◆ **Stated goal**: In the material below, repeat only the lines from the one that holds "formatted like (31,77)" through the final line, exactly as they stand.

◆ **Rows**:
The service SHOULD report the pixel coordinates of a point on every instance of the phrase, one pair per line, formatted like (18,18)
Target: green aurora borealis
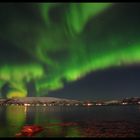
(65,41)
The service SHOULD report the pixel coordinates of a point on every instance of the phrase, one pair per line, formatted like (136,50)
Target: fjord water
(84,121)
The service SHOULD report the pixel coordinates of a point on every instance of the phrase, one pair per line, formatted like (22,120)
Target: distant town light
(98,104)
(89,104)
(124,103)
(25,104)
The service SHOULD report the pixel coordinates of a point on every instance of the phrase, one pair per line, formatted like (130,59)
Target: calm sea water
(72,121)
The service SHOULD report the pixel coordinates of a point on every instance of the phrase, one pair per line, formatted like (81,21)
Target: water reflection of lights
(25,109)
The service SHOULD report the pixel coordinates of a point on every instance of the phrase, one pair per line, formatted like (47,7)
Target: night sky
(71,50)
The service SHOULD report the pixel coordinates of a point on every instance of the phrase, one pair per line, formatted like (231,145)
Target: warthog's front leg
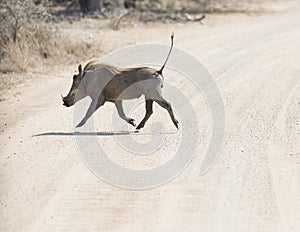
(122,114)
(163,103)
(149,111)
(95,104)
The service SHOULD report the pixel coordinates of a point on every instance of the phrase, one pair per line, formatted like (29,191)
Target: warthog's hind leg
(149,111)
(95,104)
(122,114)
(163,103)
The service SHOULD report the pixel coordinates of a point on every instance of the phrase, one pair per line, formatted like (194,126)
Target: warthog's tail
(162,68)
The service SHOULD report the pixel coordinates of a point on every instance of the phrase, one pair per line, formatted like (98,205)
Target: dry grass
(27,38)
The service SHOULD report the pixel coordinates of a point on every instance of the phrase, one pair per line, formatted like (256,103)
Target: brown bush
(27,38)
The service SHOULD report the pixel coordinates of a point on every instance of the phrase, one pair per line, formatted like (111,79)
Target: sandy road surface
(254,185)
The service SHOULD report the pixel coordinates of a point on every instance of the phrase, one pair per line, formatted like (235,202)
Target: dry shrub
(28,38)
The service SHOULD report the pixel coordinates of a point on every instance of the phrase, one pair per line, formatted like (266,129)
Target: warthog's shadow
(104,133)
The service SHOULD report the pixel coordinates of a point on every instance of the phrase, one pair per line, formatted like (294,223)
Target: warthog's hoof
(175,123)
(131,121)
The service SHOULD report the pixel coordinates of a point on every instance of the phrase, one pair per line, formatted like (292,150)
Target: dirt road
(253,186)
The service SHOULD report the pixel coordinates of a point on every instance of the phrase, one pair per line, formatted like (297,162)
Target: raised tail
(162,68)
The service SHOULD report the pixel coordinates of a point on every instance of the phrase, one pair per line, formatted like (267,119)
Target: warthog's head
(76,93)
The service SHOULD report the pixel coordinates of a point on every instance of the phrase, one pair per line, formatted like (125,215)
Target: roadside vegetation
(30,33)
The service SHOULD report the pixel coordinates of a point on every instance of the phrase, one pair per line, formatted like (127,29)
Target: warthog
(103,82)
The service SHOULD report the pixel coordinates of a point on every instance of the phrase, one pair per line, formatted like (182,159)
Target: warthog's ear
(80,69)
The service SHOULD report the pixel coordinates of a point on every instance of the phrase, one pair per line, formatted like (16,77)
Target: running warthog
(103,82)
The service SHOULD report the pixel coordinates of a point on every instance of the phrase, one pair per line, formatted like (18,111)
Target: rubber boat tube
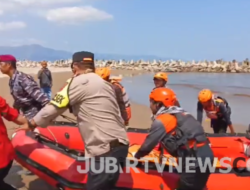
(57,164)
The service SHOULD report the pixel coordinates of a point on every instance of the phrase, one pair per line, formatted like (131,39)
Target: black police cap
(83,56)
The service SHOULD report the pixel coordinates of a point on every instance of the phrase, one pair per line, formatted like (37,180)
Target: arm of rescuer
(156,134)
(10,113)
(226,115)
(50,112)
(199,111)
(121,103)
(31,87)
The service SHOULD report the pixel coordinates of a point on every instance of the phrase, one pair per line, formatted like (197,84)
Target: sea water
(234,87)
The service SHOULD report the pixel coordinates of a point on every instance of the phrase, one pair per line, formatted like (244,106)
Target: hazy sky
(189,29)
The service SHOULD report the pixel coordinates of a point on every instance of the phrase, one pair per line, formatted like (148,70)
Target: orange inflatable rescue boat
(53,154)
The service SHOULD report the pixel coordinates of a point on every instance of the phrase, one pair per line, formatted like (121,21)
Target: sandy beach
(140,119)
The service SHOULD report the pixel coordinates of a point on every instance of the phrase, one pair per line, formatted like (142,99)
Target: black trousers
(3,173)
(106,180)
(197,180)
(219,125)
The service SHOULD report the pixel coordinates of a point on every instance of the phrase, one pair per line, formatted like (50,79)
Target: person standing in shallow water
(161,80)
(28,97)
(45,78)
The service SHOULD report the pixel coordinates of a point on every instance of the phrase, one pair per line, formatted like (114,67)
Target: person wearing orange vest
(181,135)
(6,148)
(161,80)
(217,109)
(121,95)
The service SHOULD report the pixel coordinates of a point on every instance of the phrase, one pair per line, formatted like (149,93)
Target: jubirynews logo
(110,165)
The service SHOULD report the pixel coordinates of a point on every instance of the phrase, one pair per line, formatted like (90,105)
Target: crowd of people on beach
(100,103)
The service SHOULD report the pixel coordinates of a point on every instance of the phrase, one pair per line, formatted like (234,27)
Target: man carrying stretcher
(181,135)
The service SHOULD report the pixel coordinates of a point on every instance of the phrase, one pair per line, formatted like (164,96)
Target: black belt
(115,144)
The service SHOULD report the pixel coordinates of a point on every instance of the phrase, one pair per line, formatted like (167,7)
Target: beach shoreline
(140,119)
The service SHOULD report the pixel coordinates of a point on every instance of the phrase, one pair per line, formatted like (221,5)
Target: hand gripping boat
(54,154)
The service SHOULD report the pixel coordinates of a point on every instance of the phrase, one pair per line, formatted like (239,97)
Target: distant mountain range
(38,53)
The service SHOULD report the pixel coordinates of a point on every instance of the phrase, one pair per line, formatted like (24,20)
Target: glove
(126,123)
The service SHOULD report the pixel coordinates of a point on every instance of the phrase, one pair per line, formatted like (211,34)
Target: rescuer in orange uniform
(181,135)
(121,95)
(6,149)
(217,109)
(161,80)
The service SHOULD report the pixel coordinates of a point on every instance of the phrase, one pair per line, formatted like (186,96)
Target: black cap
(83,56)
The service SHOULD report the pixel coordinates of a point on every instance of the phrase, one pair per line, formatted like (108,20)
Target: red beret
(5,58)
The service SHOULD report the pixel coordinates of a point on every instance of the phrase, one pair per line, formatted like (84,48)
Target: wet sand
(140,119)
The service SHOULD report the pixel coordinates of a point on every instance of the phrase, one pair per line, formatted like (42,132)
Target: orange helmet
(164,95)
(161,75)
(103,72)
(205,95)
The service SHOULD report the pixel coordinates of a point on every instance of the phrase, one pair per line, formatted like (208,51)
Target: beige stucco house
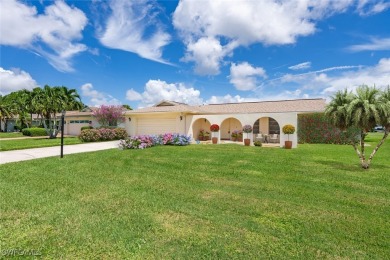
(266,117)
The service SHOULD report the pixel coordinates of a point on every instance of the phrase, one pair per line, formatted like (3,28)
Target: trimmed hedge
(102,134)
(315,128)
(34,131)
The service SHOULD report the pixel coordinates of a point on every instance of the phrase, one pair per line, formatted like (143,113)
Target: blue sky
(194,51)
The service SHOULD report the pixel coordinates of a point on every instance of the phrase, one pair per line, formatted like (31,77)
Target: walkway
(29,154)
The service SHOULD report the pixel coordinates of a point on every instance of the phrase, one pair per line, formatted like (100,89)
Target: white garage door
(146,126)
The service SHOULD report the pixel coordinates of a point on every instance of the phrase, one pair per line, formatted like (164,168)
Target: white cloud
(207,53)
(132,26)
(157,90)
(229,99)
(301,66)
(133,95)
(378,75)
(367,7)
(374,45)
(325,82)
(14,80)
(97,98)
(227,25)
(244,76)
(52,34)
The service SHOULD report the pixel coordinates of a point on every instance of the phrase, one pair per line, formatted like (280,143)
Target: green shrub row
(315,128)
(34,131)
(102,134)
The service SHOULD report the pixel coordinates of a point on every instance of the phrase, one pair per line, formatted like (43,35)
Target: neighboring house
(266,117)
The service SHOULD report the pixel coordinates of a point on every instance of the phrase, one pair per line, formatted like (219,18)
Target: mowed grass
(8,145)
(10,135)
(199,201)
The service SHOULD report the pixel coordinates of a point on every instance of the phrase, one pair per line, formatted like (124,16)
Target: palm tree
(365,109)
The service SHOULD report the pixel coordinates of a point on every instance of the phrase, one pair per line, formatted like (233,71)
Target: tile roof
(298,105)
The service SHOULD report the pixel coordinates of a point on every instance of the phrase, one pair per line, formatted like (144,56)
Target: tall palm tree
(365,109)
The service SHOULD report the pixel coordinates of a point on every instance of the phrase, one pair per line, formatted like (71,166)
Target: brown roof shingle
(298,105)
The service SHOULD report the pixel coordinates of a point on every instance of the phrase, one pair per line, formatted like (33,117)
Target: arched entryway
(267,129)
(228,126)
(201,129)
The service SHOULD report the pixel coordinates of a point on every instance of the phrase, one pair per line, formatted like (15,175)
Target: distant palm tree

◆ **Answer in full**:
The service SHOULD report the pixel coordinates of a point on every instance of the phrase, one pair per line, formatted like (31,77)
Target: walkway
(29,154)
The service SHOULD report the pixel coordinates of a point on every instance of the phrase, one pair per line, formatted like (100,89)
Target: white garage door
(146,126)
The service SHOULD report the pixel coordinates of a point on every instance of the phrase, one pair per line, formatted like (164,168)
Target: white cloud
(207,53)
(132,26)
(157,90)
(229,99)
(301,66)
(133,95)
(378,75)
(367,7)
(374,45)
(325,82)
(14,80)
(97,98)
(227,25)
(244,76)
(52,34)
The service SHOULD report the pixel coordinates of a point on every instance of the phrase, one pair per line, formatted like (280,143)
Target: green shrub row
(315,128)
(34,131)
(102,134)
The service SHOULD report the pixel coordinates of a point on every instance of the phrase, one pair per line, formatted like (43,35)
Target: neighboring house
(266,117)
The service SHOULD report the pixel coordinates of a point on every instance of the phrase, one pair per line, formatted like (219,18)
Target: mowed grass
(8,145)
(10,135)
(199,201)
The service SHOULD report the pixel coordinates of a point on every instance of the phrase, one pair per line, formatted like (124,16)
Target: palm tree
(365,109)
The service SHOULD report the pixel coordinates of a point on every instance of the phrase, one pair per line, formatted like (233,71)
Target: tile roof
(298,105)
The service SHOULD report the pixel coordinates of a point on every instance of the phrase, one pair per line, formatted like (144,56)
Target: tall palm tree
(365,109)
The service SHOULD report the pixel coordinates of a point on every instance of the phrase, one pair per line, formatted like (71,166)
Target: brown roof shingle
(298,105)
The service SHOULD report the pixel coordinates of a point on every instance of the phrase, one pair per line, formatted like (33,117)
Target: arched entryway
(267,129)
(228,126)
(201,129)
The service SHOULD report the pixel coordinates of a point on every instance of the phrase, one pair per line, formatted like (15,175)
Target: distant palm tree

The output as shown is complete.